CFATTACH_DECL_NEW(spi, sizeof(struct spi_softc),
    spi_match, spi_attach, spi_detach, NULL);

/*
 * Configure.  This should be the first thing that the SPI driver
 * should do, to configure which mode (e.g. SPI_MODE_0, which is the
 * same as Philips Microwire mode), and speed.  If the bus driver
 * cannot run fast enough, then it should just configure the fastest
 * mode that it can support.  If the bus driver cannot run slow
 * enough, then the device is incompatible and an error should be
 * returned.
 */
int
spi_configure(device_t dev, spi_handle_t sh, int mode, int speed)
{
	struct spi_get_transfer_mode_args args = { 0 };
	int error;

	/*
	 * Get transfer mode information from the platform device tree, if
	 * it exists.

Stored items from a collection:

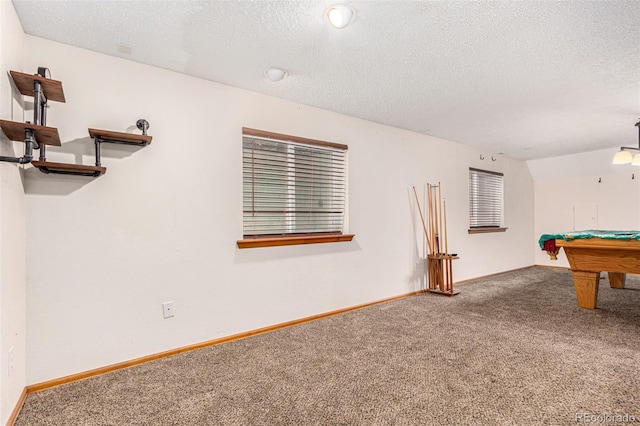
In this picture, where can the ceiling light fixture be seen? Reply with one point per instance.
(275, 74)
(624, 156)
(340, 15)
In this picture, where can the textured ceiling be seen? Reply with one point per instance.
(523, 78)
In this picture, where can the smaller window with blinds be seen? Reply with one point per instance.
(294, 190)
(486, 201)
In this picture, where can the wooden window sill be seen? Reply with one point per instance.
(290, 241)
(486, 230)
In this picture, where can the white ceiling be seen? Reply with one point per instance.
(529, 79)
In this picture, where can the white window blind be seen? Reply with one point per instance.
(486, 199)
(292, 186)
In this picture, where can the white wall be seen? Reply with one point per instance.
(12, 223)
(583, 191)
(162, 224)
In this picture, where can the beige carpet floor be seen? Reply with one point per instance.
(513, 349)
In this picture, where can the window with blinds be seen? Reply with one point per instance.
(486, 200)
(292, 186)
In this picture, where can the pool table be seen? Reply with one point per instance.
(591, 252)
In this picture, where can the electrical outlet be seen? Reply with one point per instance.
(10, 360)
(167, 309)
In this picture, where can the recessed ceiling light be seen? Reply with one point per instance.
(275, 74)
(124, 48)
(340, 15)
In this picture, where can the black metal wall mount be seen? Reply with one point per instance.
(37, 135)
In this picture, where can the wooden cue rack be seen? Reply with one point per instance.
(439, 260)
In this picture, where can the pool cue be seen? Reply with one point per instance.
(431, 230)
(433, 261)
(434, 219)
(424, 226)
(448, 286)
(440, 235)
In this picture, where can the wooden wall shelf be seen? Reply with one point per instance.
(69, 169)
(44, 135)
(52, 89)
(120, 137)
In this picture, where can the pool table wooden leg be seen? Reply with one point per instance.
(616, 279)
(586, 284)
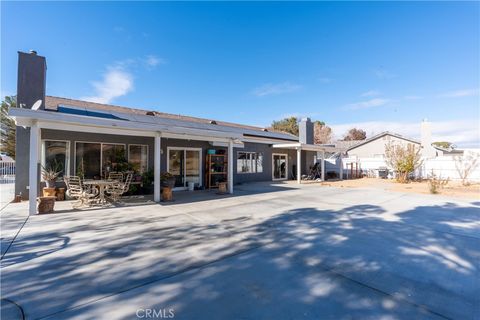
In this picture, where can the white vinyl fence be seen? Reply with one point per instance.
(7, 172)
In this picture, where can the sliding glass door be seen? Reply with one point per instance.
(185, 165)
(279, 166)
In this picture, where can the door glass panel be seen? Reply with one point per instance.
(279, 167)
(176, 166)
(192, 166)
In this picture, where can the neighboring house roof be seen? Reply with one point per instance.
(344, 145)
(79, 107)
(380, 135)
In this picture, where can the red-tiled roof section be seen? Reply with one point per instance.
(52, 103)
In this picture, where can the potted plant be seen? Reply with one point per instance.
(167, 180)
(49, 175)
(147, 181)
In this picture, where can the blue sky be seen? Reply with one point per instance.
(376, 65)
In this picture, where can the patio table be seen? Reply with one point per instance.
(101, 187)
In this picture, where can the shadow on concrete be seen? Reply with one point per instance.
(356, 262)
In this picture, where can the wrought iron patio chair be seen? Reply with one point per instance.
(115, 176)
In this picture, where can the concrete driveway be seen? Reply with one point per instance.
(270, 252)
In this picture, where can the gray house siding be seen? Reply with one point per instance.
(72, 137)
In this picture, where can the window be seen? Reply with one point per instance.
(56, 154)
(249, 162)
(87, 159)
(93, 158)
(114, 158)
(138, 157)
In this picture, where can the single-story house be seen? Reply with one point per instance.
(374, 147)
(90, 139)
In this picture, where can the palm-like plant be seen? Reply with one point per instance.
(50, 173)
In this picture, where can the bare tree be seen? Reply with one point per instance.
(465, 165)
(403, 158)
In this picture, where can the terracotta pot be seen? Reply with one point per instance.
(49, 192)
(222, 187)
(167, 194)
(61, 194)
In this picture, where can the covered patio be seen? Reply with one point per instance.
(320, 150)
(114, 124)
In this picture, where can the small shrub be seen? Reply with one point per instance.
(436, 183)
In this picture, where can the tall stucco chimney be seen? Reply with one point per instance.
(305, 131)
(31, 81)
(426, 139)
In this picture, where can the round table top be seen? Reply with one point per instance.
(98, 182)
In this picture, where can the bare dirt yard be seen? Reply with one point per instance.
(454, 189)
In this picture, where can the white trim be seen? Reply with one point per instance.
(137, 145)
(67, 156)
(101, 153)
(157, 149)
(62, 121)
(307, 147)
(299, 165)
(230, 166)
(286, 166)
(33, 169)
(184, 158)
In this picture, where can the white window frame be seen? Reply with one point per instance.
(67, 156)
(184, 149)
(101, 153)
(286, 166)
(252, 162)
(136, 145)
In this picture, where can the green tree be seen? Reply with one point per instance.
(7, 143)
(289, 125)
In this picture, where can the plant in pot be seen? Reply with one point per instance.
(49, 175)
(167, 180)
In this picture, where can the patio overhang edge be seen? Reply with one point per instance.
(307, 147)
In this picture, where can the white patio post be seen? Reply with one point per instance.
(323, 165)
(299, 165)
(33, 168)
(341, 166)
(230, 166)
(156, 167)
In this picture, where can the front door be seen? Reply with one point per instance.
(185, 165)
(279, 166)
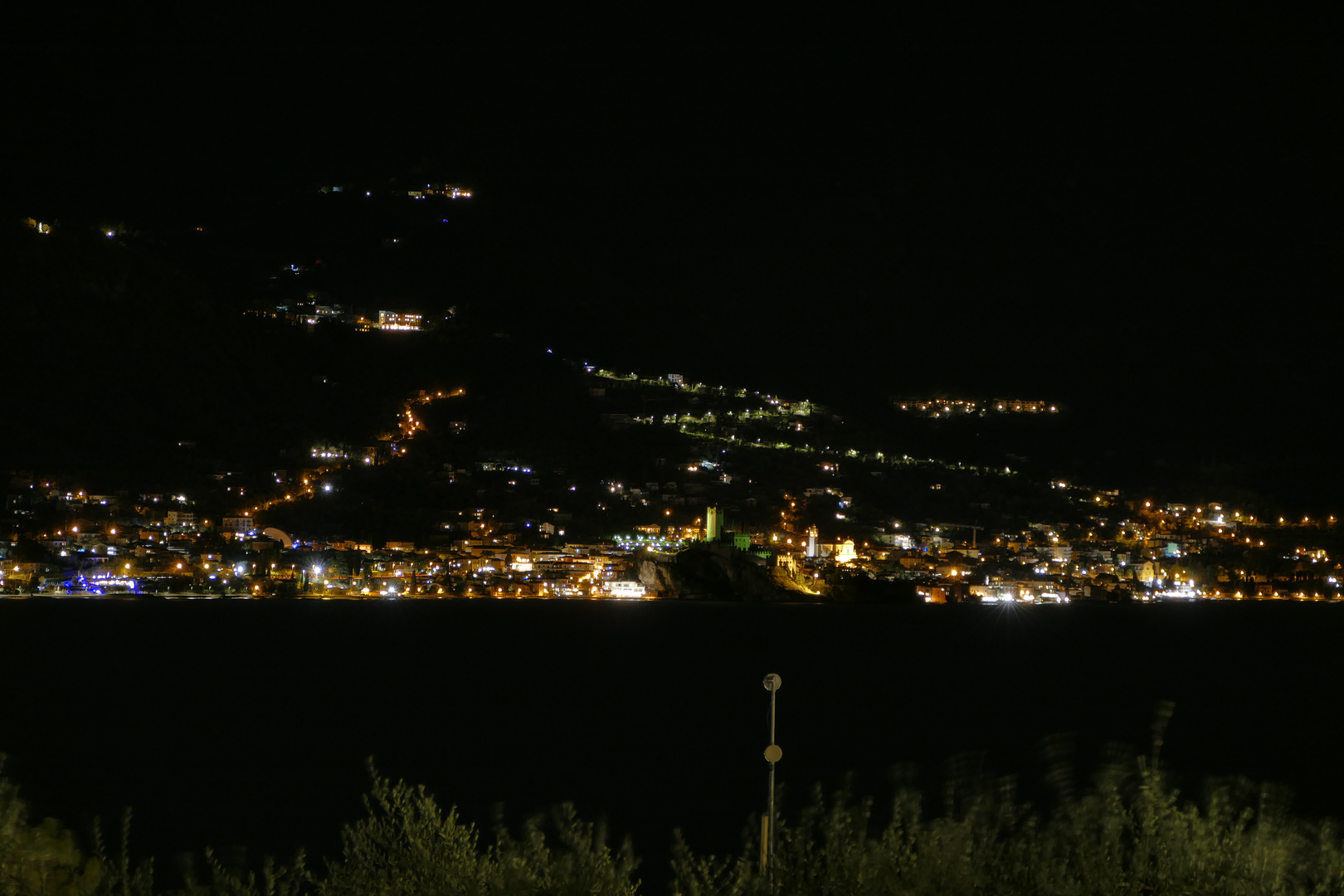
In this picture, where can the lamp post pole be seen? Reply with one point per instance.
(773, 754)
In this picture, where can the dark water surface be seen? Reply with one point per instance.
(247, 723)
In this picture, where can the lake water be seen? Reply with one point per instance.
(241, 722)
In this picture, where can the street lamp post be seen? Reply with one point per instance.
(773, 754)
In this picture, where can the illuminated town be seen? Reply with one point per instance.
(707, 527)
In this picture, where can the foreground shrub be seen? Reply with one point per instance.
(1127, 833)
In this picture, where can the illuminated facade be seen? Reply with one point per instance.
(398, 321)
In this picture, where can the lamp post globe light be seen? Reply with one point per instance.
(773, 754)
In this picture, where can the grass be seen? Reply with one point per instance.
(1127, 832)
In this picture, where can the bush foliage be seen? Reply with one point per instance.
(1129, 832)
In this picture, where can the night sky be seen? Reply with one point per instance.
(1127, 212)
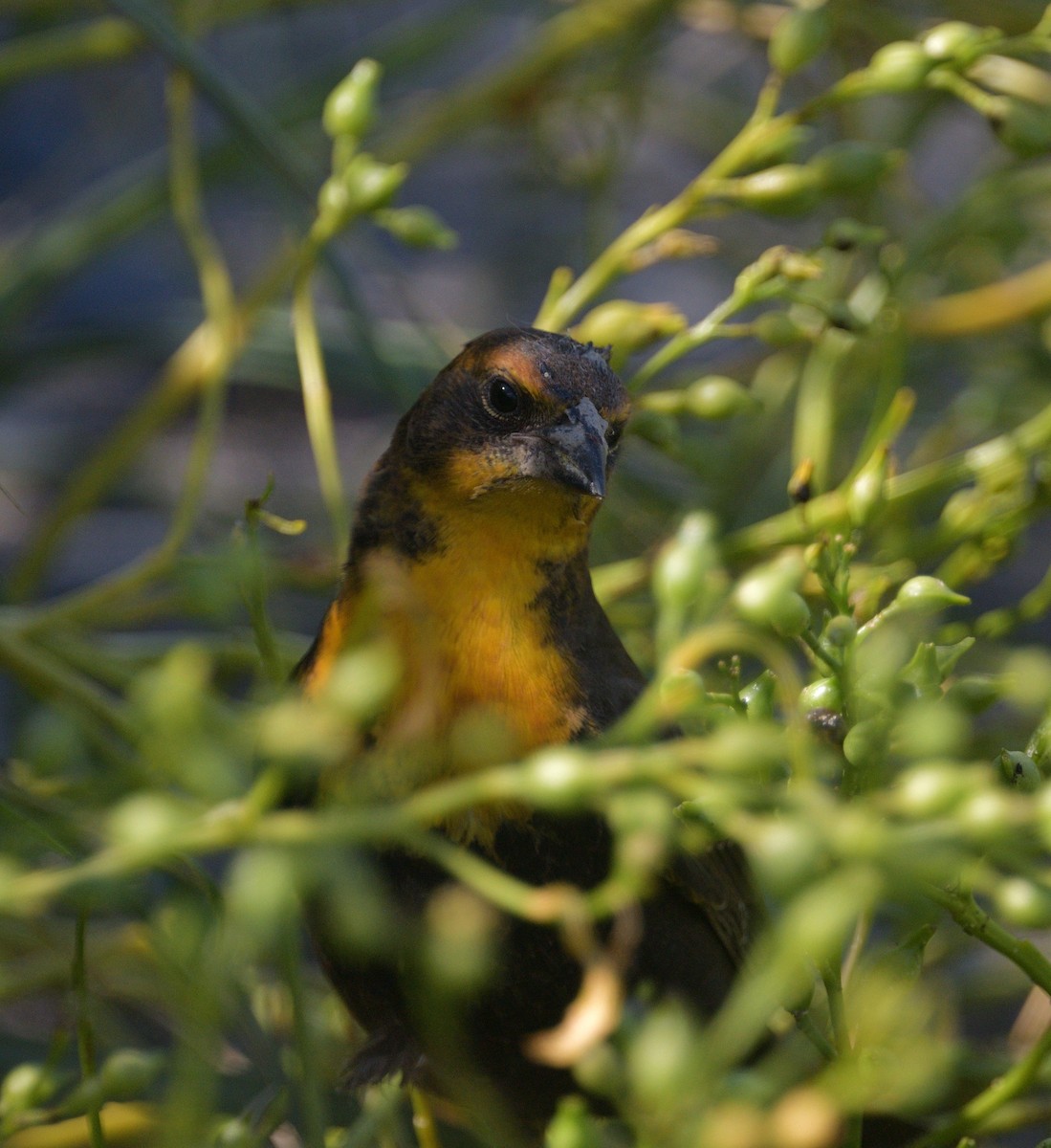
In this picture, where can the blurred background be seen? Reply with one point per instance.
(535, 138)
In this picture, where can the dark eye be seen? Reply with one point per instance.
(504, 396)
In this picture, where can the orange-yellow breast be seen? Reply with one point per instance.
(470, 624)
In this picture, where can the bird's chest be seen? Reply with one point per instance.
(482, 643)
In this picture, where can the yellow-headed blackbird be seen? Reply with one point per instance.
(476, 521)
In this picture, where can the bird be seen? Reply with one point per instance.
(470, 551)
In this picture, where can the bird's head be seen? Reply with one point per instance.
(520, 408)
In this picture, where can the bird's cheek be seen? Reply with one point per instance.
(471, 474)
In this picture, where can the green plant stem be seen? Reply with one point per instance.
(317, 403)
(70, 46)
(246, 822)
(85, 1034)
(975, 922)
(51, 677)
(205, 357)
(515, 81)
(558, 310)
(711, 327)
(252, 121)
(308, 1076)
(828, 512)
(976, 1113)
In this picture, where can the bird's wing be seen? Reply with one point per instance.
(718, 882)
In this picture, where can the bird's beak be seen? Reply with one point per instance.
(573, 453)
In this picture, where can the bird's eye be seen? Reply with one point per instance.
(504, 396)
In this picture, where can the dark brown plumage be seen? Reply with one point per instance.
(480, 515)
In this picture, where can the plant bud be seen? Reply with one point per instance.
(928, 592)
(867, 491)
(757, 695)
(778, 328)
(956, 40)
(558, 778)
(853, 166)
(798, 38)
(1020, 772)
(683, 563)
(930, 790)
(788, 855)
(27, 1086)
(371, 184)
(128, 1072)
(1022, 902)
(417, 227)
(349, 107)
(974, 693)
(784, 188)
(627, 326)
(988, 815)
(716, 396)
(768, 595)
(865, 743)
(824, 694)
(899, 67)
(840, 631)
(1039, 747)
(145, 819)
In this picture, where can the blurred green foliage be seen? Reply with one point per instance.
(820, 518)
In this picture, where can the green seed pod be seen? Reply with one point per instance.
(1022, 902)
(685, 561)
(627, 326)
(853, 166)
(865, 743)
(954, 40)
(784, 188)
(349, 108)
(824, 694)
(717, 396)
(679, 692)
(988, 815)
(930, 790)
(974, 693)
(145, 820)
(899, 67)
(799, 37)
(768, 595)
(1039, 746)
(558, 778)
(371, 184)
(417, 227)
(867, 491)
(778, 330)
(840, 631)
(1019, 770)
(757, 695)
(27, 1086)
(928, 592)
(128, 1072)
(787, 855)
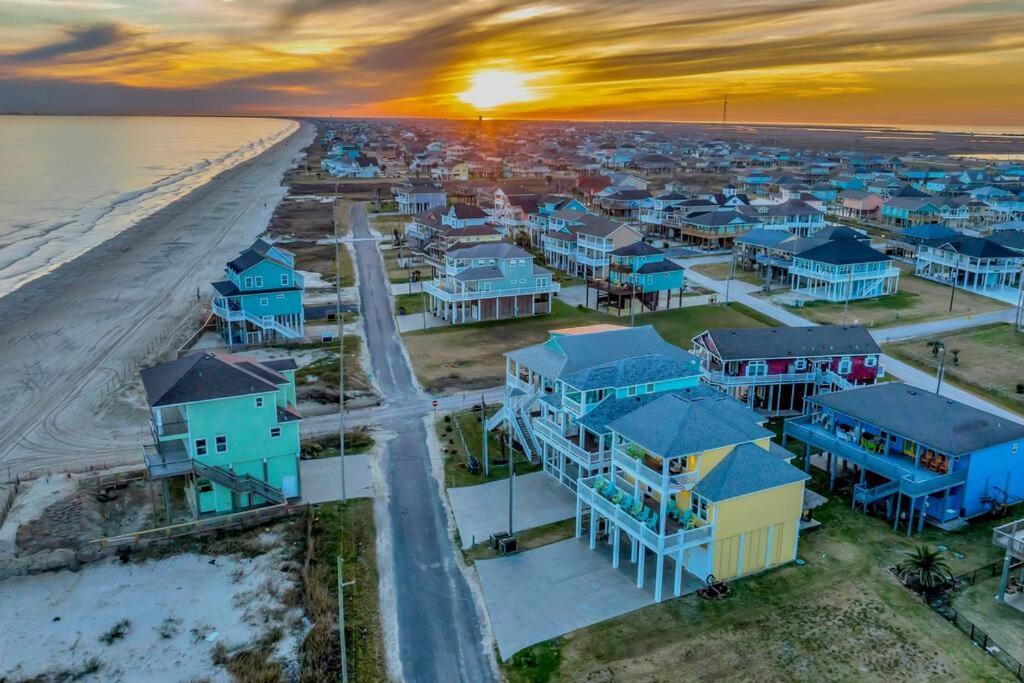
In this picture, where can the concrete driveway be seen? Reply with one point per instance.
(481, 510)
(548, 592)
(322, 478)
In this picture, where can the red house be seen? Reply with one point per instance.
(773, 369)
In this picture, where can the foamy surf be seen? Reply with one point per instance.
(31, 249)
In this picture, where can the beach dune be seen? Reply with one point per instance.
(64, 336)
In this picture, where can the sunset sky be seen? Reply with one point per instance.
(889, 61)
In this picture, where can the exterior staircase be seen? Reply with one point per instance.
(240, 483)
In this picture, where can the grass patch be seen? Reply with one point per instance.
(527, 540)
(407, 304)
(318, 380)
(456, 458)
(356, 441)
(990, 361)
(364, 638)
(469, 356)
(312, 257)
(721, 271)
(841, 616)
(916, 300)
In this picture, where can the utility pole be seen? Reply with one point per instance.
(849, 291)
(942, 368)
(341, 436)
(952, 284)
(728, 278)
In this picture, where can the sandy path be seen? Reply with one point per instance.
(64, 336)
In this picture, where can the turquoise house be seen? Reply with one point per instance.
(645, 269)
(228, 425)
(261, 298)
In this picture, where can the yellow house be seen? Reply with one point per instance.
(695, 481)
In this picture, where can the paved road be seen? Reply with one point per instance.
(66, 335)
(439, 634)
(739, 292)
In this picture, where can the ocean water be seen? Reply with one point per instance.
(69, 183)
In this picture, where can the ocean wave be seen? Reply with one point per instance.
(33, 250)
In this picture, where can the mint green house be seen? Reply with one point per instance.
(228, 425)
(261, 298)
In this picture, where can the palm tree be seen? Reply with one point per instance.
(926, 568)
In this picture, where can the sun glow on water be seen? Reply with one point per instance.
(492, 88)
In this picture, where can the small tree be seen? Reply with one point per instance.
(925, 569)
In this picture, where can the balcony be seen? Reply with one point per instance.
(438, 289)
(669, 543)
(549, 431)
(647, 470)
(913, 481)
(842, 276)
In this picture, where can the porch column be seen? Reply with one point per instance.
(579, 528)
(640, 564)
(658, 575)
(1000, 596)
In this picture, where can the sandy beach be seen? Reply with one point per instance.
(66, 335)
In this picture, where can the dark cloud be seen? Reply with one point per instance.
(79, 39)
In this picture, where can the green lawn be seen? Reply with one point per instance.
(456, 472)
(841, 616)
(409, 303)
(469, 356)
(989, 361)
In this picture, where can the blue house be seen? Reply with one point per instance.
(913, 452)
(261, 299)
(489, 281)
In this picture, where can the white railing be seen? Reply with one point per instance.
(434, 289)
(667, 483)
(550, 432)
(636, 528)
(834, 276)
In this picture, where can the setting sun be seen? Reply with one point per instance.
(492, 88)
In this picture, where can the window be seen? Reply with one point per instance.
(699, 507)
(757, 369)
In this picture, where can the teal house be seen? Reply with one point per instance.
(261, 298)
(228, 425)
(645, 270)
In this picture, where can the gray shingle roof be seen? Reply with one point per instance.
(938, 422)
(687, 421)
(204, 376)
(565, 354)
(742, 344)
(748, 469)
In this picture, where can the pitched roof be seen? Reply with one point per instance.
(747, 469)
(687, 421)
(941, 423)
(801, 342)
(843, 252)
(204, 376)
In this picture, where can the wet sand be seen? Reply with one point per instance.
(64, 336)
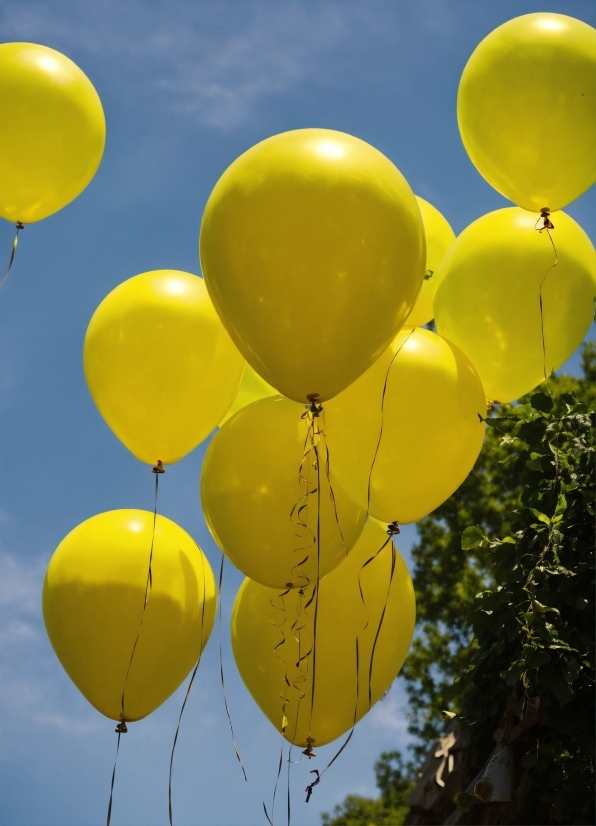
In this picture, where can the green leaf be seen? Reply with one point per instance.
(542, 402)
(541, 516)
(473, 537)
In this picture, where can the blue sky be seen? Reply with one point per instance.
(186, 86)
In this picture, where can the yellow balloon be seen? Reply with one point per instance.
(159, 364)
(527, 109)
(312, 249)
(439, 237)
(261, 620)
(250, 485)
(430, 433)
(252, 389)
(487, 299)
(93, 598)
(53, 131)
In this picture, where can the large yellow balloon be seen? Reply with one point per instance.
(430, 433)
(312, 248)
(252, 388)
(250, 485)
(487, 299)
(439, 237)
(93, 598)
(53, 131)
(261, 620)
(527, 109)
(159, 364)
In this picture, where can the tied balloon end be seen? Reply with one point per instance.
(311, 786)
(546, 222)
(312, 407)
(19, 226)
(308, 751)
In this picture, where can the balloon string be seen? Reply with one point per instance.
(109, 817)
(15, 243)
(192, 679)
(547, 225)
(121, 727)
(318, 579)
(384, 393)
(223, 686)
(392, 530)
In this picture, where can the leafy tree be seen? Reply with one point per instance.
(447, 578)
(532, 670)
(394, 781)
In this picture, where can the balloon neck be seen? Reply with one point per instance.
(546, 222)
(308, 751)
(313, 407)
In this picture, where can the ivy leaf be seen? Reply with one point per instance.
(541, 516)
(542, 402)
(560, 688)
(473, 537)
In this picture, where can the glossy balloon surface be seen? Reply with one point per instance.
(259, 623)
(439, 237)
(159, 364)
(53, 131)
(526, 109)
(252, 389)
(312, 249)
(93, 598)
(428, 425)
(253, 498)
(487, 299)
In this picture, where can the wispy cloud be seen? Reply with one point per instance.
(213, 60)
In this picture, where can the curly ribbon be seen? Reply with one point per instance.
(223, 686)
(546, 225)
(15, 243)
(192, 679)
(392, 530)
(121, 727)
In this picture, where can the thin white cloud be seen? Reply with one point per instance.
(213, 60)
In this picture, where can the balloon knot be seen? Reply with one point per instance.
(313, 408)
(311, 786)
(546, 222)
(308, 751)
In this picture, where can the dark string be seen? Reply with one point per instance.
(192, 679)
(383, 546)
(121, 727)
(223, 687)
(109, 818)
(397, 352)
(547, 225)
(15, 244)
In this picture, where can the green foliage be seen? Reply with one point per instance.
(394, 780)
(447, 576)
(534, 629)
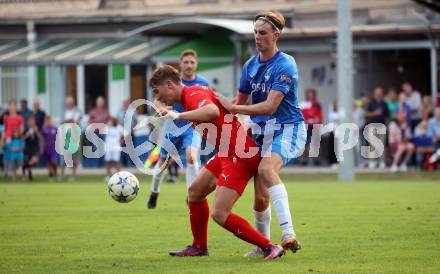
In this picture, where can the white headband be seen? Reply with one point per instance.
(268, 21)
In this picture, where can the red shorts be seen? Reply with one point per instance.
(233, 172)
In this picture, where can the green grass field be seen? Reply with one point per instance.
(380, 224)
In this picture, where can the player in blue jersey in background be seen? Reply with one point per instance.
(270, 80)
(187, 143)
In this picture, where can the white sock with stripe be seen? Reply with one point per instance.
(280, 202)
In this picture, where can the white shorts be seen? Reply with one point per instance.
(112, 155)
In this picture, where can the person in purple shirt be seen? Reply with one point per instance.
(49, 133)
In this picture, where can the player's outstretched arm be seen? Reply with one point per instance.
(204, 114)
(267, 107)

> [Job]
Please answer these questions from the SPI driver code:
(a) Which mode does the comment say is the same as Philips Microwire mode?
(b) According to the comment, what should happen if the bus driver cannot run slow enough?
(c) Where does spi_configure get transfer mode information, if it exists?
The listing is separate material, apart from the SPI driver code.

> [Reply]
(a) SPI_MODE_0
(b) The device is incompatible, and an error should be returned.
(c) From the platform device tree